[PROBLEM DETAILS]: Your task is to write out exactly the lines from the line containing "776L356 773L314 780V809L370" through the end of the records, inclusive at both ends.

(GIVEN DATA Opens)

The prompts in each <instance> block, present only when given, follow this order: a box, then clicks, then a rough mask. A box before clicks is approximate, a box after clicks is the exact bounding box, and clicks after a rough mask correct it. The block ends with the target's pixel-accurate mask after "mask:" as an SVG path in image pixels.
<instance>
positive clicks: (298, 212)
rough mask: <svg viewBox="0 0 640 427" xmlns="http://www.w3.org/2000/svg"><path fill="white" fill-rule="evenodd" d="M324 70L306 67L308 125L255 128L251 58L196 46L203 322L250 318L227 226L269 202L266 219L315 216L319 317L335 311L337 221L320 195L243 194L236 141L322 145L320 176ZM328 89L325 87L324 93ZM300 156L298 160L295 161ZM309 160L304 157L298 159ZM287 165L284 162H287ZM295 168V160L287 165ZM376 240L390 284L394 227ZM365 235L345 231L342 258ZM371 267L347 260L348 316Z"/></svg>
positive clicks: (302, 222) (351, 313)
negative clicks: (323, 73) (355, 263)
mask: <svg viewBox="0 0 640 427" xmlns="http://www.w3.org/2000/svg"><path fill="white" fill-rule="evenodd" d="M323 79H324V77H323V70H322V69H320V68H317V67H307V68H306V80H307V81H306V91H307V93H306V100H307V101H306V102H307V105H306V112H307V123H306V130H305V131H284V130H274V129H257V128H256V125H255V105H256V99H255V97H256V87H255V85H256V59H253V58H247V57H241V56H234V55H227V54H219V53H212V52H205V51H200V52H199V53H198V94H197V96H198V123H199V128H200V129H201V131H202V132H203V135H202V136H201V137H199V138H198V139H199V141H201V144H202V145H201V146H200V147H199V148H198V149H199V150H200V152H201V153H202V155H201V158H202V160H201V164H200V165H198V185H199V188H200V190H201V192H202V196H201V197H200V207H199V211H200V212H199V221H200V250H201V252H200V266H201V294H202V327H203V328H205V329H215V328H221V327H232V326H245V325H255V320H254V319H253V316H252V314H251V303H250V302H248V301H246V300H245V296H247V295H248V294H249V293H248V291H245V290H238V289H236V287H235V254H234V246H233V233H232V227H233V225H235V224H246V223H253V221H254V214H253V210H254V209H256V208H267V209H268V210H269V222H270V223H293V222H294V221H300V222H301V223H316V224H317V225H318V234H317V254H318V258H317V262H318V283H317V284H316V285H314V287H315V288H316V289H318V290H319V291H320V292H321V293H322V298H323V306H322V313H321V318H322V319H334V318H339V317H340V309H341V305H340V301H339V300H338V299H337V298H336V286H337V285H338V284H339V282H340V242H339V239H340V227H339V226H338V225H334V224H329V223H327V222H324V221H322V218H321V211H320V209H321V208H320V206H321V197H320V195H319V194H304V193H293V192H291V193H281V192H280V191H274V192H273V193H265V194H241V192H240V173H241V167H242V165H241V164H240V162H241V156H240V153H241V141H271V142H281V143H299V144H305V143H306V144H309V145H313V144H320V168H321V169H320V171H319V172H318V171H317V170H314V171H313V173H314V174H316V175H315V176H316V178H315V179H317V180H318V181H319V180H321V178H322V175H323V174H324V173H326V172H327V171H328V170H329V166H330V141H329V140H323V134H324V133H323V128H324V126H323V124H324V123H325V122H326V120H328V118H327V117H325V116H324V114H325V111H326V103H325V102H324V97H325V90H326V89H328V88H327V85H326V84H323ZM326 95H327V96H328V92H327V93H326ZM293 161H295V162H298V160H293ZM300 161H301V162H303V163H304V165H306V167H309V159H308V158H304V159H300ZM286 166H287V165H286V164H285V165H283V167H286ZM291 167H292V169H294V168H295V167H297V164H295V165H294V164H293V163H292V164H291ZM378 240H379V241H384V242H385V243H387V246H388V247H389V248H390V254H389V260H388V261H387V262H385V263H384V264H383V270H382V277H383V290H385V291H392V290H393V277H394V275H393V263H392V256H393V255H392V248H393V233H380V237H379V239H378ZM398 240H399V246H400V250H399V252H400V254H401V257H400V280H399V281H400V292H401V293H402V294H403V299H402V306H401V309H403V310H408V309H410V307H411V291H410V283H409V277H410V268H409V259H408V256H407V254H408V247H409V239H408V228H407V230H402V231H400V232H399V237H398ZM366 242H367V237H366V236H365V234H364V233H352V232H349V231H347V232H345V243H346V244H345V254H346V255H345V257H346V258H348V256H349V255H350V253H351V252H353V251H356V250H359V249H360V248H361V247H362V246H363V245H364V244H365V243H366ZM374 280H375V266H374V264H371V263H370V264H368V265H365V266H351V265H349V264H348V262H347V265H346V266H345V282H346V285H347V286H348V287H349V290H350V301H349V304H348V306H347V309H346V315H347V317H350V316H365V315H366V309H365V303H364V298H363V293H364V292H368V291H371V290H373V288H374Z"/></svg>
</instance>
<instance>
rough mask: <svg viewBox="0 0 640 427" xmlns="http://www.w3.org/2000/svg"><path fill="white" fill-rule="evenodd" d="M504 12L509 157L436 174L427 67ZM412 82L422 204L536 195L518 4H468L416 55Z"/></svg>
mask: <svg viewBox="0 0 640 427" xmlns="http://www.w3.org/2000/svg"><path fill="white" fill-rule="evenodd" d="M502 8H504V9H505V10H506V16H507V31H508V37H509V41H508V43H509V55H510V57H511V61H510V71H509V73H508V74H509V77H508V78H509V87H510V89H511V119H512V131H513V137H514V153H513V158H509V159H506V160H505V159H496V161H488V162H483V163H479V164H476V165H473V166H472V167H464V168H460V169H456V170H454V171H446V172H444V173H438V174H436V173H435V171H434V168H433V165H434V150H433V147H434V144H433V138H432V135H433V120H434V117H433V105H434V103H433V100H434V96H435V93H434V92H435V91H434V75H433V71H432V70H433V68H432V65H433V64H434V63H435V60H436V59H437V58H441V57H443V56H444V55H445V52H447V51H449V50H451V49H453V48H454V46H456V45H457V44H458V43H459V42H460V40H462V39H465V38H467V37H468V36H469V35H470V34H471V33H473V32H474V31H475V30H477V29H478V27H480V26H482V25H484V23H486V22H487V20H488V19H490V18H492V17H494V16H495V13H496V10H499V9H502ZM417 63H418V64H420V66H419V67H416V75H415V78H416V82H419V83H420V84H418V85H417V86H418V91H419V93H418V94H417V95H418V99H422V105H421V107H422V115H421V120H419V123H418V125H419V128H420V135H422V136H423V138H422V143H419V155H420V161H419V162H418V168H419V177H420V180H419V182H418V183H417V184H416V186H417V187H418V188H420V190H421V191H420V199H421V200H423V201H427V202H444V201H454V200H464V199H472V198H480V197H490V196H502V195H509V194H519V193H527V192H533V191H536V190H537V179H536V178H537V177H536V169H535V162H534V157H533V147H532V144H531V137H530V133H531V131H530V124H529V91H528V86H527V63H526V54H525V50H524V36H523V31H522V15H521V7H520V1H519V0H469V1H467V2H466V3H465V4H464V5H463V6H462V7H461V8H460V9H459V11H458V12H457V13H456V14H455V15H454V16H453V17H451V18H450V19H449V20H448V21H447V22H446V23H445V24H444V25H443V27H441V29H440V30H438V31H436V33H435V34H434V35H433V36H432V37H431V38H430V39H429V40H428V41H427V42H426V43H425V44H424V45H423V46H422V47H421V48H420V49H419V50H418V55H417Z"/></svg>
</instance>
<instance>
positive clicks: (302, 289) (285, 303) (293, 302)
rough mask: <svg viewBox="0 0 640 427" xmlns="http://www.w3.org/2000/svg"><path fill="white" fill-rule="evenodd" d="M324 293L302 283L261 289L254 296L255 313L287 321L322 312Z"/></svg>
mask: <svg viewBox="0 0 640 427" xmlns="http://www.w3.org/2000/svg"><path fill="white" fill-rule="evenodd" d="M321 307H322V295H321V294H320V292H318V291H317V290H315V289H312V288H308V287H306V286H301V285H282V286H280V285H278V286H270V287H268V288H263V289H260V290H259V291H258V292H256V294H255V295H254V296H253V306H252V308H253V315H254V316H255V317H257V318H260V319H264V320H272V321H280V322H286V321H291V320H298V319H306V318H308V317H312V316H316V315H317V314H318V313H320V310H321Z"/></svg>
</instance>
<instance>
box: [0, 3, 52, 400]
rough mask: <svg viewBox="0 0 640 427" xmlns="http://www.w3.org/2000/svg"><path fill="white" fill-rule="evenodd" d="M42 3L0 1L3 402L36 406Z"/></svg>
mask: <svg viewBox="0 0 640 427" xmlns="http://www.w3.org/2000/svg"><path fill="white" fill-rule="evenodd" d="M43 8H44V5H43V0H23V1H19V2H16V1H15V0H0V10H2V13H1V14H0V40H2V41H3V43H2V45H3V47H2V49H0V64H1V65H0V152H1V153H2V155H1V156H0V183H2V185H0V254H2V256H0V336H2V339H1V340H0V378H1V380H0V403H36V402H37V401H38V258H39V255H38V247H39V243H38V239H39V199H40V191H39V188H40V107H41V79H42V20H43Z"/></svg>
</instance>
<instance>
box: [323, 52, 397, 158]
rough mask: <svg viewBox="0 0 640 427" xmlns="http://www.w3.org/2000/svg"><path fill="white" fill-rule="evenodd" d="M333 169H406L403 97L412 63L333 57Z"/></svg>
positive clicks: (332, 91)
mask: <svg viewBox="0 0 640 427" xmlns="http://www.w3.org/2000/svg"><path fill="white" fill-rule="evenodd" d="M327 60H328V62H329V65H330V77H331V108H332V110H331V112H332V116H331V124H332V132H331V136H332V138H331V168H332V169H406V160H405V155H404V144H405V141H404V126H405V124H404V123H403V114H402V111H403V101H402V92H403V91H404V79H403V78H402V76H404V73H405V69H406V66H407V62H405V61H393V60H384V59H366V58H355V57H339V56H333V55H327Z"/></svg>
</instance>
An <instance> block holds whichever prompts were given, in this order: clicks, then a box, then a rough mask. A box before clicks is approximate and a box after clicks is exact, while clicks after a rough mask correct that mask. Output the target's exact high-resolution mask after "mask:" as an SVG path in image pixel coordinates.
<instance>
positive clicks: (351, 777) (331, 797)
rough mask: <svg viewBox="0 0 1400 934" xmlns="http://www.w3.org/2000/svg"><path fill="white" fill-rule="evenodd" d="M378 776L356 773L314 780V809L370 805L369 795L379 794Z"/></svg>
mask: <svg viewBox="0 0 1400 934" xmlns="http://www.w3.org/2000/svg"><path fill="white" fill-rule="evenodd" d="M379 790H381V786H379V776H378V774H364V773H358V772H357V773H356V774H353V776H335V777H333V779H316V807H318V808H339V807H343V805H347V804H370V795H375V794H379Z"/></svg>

(GIVEN DATA Closes)

[REPLY TO THE TASK]:
rough mask: <svg viewBox="0 0 1400 934" xmlns="http://www.w3.org/2000/svg"><path fill="white" fill-rule="evenodd" d="M378 776L356 773L314 780V809L370 805L369 795L379 794Z"/></svg>
mask: <svg viewBox="0 0 1400 934" xmlns="http://www.w3.org/2000/svg"><path fill="white" fill-rule="evenodd" d="M379 790H381V786H379V776H378V774H364V773H358V772H357V773H356V774H353V776H335V777H333V779H316V807H318V808H339V807H343V805H347V804H370V795H375V794H379Z"/></svg>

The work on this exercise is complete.